## Texte du document
Ce n'est qu'en avril 1878 que le cahier
des charges mentionnera l'adjudication
de la construction du nouvel édifice
religieux à l'entreprise Jean-Pierre
NOURDIN de Grandvillers et les travaux
pourront commencer à l'été 1878.
De nombreux matériaux seront d'ailleurs
directement extraits à proximité du
site ; ainsi on peut voir encore aujourd'hui
un trou de carrière dans la propriété de
monsieur Joël Bastien. L'architecte
PERRON supervisera l'intégralité de cet ouvrage qui durera une bonne année…
Le corps de Joseph ETIENNE repose quand même dans la nouvelle église, dans la chapelle de Saint Romaric, tout près des reliques du saint homme.

## Lignes fournies
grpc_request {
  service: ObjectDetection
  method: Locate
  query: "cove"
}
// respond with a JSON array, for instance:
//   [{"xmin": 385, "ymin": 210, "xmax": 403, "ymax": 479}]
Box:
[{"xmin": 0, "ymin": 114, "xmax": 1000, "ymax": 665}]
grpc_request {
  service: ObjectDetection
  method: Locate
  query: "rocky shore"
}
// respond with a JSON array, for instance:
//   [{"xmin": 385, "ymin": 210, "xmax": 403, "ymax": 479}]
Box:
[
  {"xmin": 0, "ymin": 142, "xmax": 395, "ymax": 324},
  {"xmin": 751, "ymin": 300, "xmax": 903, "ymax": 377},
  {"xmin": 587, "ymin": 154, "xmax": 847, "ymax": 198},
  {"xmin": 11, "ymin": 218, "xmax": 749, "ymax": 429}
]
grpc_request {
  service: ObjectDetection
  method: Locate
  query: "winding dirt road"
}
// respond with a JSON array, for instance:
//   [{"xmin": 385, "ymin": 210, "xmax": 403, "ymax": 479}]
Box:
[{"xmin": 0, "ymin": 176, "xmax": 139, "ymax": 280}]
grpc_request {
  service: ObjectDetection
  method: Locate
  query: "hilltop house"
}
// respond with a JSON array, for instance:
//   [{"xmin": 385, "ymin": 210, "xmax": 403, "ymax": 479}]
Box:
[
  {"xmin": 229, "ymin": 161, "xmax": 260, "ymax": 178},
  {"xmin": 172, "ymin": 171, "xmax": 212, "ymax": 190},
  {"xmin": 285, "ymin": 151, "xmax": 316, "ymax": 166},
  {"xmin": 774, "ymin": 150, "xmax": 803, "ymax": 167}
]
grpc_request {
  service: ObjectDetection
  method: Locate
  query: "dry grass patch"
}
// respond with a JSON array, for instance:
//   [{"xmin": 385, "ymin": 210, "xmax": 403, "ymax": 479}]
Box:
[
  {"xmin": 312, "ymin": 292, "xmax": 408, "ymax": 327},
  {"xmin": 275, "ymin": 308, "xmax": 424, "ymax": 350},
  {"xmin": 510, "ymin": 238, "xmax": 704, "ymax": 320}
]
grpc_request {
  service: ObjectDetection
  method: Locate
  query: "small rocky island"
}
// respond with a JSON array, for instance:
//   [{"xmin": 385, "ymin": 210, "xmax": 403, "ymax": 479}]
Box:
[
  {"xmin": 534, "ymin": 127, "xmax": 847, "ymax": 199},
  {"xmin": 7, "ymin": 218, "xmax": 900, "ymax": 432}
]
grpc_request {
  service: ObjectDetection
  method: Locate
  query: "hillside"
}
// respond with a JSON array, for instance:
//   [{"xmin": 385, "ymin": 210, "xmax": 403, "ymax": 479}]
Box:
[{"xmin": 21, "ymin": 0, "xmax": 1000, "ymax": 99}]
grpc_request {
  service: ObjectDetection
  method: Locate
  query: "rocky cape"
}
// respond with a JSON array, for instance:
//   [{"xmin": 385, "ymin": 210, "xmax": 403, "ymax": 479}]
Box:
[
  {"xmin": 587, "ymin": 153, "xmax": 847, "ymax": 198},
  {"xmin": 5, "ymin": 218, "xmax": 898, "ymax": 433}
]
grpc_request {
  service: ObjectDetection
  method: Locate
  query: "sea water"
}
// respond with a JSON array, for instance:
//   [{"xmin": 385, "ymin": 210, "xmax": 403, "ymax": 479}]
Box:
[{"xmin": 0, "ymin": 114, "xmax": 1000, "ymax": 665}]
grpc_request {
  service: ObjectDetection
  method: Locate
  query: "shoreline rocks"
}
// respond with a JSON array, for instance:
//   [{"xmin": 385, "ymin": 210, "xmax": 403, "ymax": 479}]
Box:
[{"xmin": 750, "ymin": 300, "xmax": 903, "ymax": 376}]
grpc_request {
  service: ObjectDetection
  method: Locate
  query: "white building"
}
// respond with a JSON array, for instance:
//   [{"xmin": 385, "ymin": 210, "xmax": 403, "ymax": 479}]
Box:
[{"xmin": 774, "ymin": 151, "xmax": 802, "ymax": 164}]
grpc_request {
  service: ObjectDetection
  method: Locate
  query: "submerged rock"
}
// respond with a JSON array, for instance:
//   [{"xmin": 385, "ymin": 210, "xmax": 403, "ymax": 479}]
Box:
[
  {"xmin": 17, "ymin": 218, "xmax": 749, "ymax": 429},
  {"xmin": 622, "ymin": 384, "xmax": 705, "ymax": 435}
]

## Consigne
Recopiez mot pour mot le passage du texte sur la construction de l'église qui va de « Ce n'est qu'en » jusqu'à « à l'été 1878. » inclus.

## Réponse
Ce n'est qu'en avril 1878 que le cahier
des charges mentionnera l'adjudication
de la construction du nouvel édifice
religieux à l'entreprise Jean-Pierre
NOURDIN de Grandvillers et les travaux
pourront commencer à l'été 1878.